## Work to be completed:
Edit the excerpt on designing for abundance by reproducing the passage starting at "Likewise, we don’t" and ending at "life; it works.", with "sorting problem" replaced by "organizing problem".

## Excerpt provided:
┄┄┄┄┄┄

Beyond Sustainability: Designing for Abundance

by William McDonough
April 23, 2013


A decade after writing Cradle to Cradle, a manifesto on sustainable design, authors William McDonough and Michael Braungart have written The Upcycle. The book asks not how we can protect the planet from human impact, but how we can redesign what we do to actually improve the world. Below is an edited excerpt of four points from the final chapter in the book.
We Don’t Have an Energy Problem. We Have a Materials-in-the-Wrong-Place Problem
 
Carbon is perfect. It is crucial to human life. We need it on earth.
 
Unfortunately, it is now in our air and water in overabundance, where we cannot utilize its strengths. We need to reconfigure our systems to keep carbon earthbound.
 
Fortunately, there are many ways we can do this. We can use fossil fuels for key goods, such as medicines, while we use renewable energy for power. We can sequester carbon emissions from biodegrading materials and use them to create biogas and soil nutrients. The carbon goes back into the earth where it belongs.
 
Once we reorganize, we will grow—literally.
 
Likewise, we don’t have a toxins problem; we have a materials-in-the-wrong-place problem.
 
If we realize that what we essentially have is a sorting problem, we can begin the process of reorganizing so we never have to worry about these issues again.
 
At the beginning of the book, we said to toss out the idea of a nurturing “Mother Nature.” No need to romanticize nature. Nature is not exclusively benevolent. But nature is fairly intelligent after millions of years of evolution. For example, nature evolved to put in mother’s milk exactly what is needed to nurture and grow new life; it works.
 
Recently, we have added many new ingredients to breast milk—bromide-based fire retardants, for example. We can look to nature not as our mother but as our teacher. Nature gave us the correct recipe. If nature didn’t put bromide-based fire retardants in milk in the first place, we have no reason to add it. It is a materials-in-the-wrong-place problem. Let’s redesign.
 
Get “Out of Sight” Out of Mind
 
You don’t have a garbage can. You have a nutrient rest stop.
 
Get greedy about your garbage. Now that the world has started down the path of upcycling, plenty of companies covet what you put in the trash can every day. You can value it too. Instead of asking yourself, “How do I get rid of this?” ask, “How much money could I get for this? Who could enjoy the benefits of these great nutrients? My city, my neighborhood, my favorite nonprofit?”
 
Always Be Asking What’s Next
 
We want you to always think, What’s next?

┄┄┄┄┄┄

## Data to examine:
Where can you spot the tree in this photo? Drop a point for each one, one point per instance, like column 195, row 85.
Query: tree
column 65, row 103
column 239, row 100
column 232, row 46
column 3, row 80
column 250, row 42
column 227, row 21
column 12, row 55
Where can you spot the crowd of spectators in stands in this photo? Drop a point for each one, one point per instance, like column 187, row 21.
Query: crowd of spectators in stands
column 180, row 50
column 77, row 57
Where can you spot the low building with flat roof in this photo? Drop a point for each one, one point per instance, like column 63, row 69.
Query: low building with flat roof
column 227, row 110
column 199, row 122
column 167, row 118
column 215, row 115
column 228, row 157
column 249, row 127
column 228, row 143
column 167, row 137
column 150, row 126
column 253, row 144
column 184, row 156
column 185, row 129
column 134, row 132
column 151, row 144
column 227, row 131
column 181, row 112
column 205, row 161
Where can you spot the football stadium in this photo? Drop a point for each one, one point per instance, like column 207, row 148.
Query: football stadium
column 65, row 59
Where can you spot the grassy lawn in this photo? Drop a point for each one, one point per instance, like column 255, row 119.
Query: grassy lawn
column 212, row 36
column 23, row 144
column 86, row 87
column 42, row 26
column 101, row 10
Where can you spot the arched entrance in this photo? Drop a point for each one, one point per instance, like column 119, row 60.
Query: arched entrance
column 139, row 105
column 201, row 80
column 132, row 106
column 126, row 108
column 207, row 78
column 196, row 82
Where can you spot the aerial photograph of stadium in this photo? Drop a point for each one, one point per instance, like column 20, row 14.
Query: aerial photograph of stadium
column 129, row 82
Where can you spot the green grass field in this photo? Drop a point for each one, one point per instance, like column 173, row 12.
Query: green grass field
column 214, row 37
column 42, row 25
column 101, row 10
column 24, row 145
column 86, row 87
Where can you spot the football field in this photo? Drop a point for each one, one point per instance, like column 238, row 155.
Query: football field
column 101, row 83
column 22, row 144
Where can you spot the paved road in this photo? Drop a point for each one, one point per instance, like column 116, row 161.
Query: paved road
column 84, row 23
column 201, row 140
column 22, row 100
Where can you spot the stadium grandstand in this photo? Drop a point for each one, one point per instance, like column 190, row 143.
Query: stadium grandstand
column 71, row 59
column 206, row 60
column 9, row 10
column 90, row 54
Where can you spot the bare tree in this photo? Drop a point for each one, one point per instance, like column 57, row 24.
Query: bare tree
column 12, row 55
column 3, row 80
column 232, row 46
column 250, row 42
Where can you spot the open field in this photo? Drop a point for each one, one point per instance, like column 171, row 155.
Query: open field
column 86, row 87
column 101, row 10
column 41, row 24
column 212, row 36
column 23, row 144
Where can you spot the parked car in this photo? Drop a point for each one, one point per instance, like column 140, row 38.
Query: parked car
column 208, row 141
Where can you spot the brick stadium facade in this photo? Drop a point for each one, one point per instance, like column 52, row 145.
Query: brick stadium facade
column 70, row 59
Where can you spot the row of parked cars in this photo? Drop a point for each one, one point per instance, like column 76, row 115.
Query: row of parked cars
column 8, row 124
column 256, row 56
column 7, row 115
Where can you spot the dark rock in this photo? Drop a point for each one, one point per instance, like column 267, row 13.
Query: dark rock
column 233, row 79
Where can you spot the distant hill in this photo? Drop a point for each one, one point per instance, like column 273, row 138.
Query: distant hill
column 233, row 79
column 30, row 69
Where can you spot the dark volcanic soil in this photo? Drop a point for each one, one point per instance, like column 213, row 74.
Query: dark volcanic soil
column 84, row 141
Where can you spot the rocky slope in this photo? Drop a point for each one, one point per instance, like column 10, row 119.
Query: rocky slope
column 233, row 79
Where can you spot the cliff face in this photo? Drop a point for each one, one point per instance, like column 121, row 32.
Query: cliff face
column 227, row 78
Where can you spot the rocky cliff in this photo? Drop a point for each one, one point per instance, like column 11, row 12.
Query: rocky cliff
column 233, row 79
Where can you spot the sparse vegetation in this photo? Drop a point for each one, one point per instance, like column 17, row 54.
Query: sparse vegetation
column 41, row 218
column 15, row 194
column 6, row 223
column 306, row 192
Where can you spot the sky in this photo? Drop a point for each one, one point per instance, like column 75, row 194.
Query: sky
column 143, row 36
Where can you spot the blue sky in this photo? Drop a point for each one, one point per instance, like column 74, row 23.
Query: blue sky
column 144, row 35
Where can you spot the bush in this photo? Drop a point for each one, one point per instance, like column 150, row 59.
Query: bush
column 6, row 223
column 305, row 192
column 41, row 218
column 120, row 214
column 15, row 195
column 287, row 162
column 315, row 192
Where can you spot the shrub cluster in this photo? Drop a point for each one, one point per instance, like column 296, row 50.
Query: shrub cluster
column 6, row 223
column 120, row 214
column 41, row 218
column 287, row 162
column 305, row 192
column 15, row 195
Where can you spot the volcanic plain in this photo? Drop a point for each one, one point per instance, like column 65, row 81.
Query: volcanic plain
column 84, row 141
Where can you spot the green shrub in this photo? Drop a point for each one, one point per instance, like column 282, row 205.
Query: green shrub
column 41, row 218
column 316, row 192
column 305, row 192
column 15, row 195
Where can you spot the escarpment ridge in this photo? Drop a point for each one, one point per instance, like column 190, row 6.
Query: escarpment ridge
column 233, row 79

┄┄┄┄┄┄

## Completed task:
Likewise, we don’t have a toxins problem; we have a materials-in-the-wrong-place problem.
 
If we realize that what we essentially have is a organizing problem, we can begin the process of reorganizing so we never have to worry about these issues again.
 
At the beginning of the book, we said to toss out the idea of a nurturing “Mother Nature.” No need to romanticize nature. Nature is not exclusively benevolent. But nature is fairly intelligent after millions of years of evolution. For example, nature evolved to put in mother’s milk exactly what is needed to nurture and grow new life; it works.